---------- EXCERTO DO TEXTO ----------
Com ele, a literatura francesa foi subitamente vulgarizada, lançada no mundo do marketing e do dinheiro. Todos falam dele, por boas e más razões. Os apresentadores de programas de debates na televisão passaram a discutir com Houellebecq práticas como “fellatio” e “cunnilingus”. Em 2001, surgiu “Plateforme” ("Plataforma"), propalando as virtudes do turismo sexual na Tailândia como um caminho para acabar com a pobreza do terceiro mundo. Não se pode dizer que não seja original defender o que todos atacam, mas pelos visto tem adeptos. No romance, há ainda extremistas muçulmanos que, furiosos com esse sinal ostensivo do imperialismo ocidental, explodem um dos hotéis especializados em comércio sexual. Na campanha de promoção do livro, Houellebecq fez comentários ofensivos ao Islão, e, em meia dúzia de dias, o livro tinha vendido 200 mil cópias na França. Os editores, aproveitando o escândalo, sentiram-se obrigados a pedir desculpas pelos comentários do autor e foram, de boné na mão, a uma mesquita em Paris, na manhã do 11 de Setembro. Ao saírem da mesquita, viram pela TV, como se fosse uma premonição dirigida por Houellebecq, as imagens da destruição das Torres Gémeas. Um ano depois, fundamentalistas islâmicos bombardearam também casas nocturnas no Bali, matando 202 ocidentais, construindo para Houellebecq a reputação de “profeta”. Da desgraça.

"As Partículas Elementares", no cinema

4. “A Possibilidade de uma Ilha”
Agora chegou o seu quarto romance, com o título “La Possibilité d’ une Íle” ("A Possibilidade de uma Ilha"). Em França explode novamente uma polémica, ao ser divulgado que ele recebeu 1,3 milhão de euros como adiantamento por parte de um novo editor, e que se recusou a enviar cópias para críticos de mais de meia dúzia de publicações seleccionadas, entre as quais o jornal “Le Monde”.
----------
▶ OBJETIVO
Dê continuidade ao texto sobre os romances de Houellebecq, começando logo a seguir à última frase apresentada.
---------- AMOSTRA DOS DADOS ----------
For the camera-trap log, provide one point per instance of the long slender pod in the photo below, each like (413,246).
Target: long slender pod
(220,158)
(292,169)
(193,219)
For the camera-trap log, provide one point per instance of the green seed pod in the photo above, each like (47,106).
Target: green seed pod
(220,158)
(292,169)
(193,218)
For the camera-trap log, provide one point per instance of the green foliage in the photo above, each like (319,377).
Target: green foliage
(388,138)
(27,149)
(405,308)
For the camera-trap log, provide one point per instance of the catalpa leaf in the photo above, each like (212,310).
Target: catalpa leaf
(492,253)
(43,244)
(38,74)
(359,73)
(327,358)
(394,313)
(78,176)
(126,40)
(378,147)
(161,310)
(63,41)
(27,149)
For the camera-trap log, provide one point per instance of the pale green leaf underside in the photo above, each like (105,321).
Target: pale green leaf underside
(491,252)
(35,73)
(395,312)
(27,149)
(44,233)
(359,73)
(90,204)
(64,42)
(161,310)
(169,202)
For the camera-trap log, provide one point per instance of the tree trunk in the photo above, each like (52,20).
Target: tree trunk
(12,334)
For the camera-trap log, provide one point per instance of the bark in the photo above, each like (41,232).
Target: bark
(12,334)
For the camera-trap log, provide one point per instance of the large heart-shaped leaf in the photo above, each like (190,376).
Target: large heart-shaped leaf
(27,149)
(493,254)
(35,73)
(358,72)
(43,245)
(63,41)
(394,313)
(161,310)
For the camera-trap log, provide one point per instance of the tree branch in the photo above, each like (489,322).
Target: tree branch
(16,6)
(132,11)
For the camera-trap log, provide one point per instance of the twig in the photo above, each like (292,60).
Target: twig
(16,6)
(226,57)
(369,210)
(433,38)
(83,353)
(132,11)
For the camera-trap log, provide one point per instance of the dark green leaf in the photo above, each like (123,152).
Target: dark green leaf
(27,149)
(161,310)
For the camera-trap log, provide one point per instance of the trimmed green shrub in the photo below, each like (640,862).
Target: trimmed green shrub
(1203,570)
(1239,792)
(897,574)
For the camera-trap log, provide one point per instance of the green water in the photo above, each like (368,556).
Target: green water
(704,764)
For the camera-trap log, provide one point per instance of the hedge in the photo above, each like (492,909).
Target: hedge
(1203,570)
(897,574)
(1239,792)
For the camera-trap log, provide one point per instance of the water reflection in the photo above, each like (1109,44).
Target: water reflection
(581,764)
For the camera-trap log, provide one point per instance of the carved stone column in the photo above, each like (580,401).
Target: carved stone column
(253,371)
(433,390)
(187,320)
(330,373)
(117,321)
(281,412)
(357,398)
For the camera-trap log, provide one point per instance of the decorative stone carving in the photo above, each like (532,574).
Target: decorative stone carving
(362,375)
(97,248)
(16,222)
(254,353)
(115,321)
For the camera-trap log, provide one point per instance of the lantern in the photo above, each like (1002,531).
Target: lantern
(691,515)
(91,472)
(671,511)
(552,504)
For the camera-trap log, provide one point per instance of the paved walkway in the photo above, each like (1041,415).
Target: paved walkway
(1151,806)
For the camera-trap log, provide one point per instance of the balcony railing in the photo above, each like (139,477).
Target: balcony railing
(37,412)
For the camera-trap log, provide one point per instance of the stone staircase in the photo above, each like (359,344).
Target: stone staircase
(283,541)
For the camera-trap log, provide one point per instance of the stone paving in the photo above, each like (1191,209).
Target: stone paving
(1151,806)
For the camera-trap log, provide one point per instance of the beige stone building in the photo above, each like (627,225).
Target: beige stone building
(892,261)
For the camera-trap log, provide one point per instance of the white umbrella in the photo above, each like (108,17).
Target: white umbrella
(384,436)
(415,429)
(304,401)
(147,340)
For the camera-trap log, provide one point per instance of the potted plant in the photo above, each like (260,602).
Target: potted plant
----------
▶ RESPOSTA
Quem já leu conta: há duas narrativas dentro do romance. A primeira envolve Daniel, um provocante comediante-solista, cínico como Houellebecq, como ele multimilionário à custa de muita polémica. Daniel abandona a primeira mulher assim que ela engravida, e vai viver com Isabelle, editora de Lolita, aparentemente uma revista para pré-adolescentes, mas que na verdade é lida por mulheres da faixa dos trinta anos, aterrorizadas pela perspectiva de envelhecimento. Diversão e sexo também se tornam o objectivo de Daniel, e o pavor de ficar mais velho é o tema central do romance.
A segunda narrativa em “The Possibility of an Island”, entremeada com a primeira, acontece daqui a mil anos - Daniel 24, um neo-humano, está no futuro, analisando a primeira narrativa, e as memórias de seu ancestral, o humano Daniel 1. Neo-humanos, clonados, vivem em moradias especiais, numa terra devastada por ataques nucleares e mudanças climáticas.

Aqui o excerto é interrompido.